-- Start --

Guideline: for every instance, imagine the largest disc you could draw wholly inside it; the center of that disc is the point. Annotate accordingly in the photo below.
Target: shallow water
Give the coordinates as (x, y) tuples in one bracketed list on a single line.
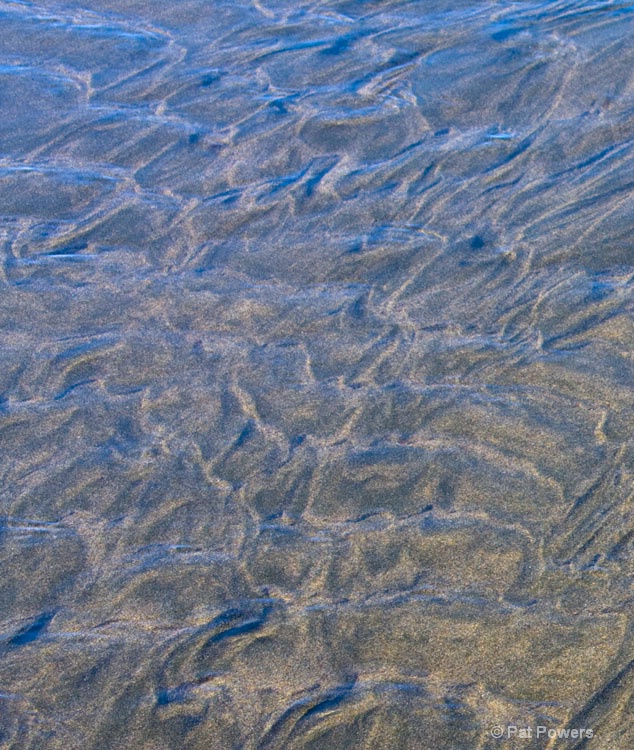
[(317, 374)]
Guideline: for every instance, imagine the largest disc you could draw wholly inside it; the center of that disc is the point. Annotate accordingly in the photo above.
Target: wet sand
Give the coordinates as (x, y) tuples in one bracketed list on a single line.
[(317, 374)]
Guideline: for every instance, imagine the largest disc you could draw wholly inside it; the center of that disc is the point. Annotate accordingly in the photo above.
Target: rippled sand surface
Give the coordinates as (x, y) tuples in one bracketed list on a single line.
[(317, 380)]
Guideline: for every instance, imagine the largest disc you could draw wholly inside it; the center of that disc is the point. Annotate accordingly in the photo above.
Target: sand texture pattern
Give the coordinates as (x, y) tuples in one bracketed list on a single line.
[(317, 374)]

-- End --

## WHAT NEEDS TO BE DONE:
Which lines in the items above contain the word "sand", matching case exactly? Pull out each of those lines in full.

## THE SOLUTION:
Target: wet sand
Target: rippled sand surface
Target: sand texture pattern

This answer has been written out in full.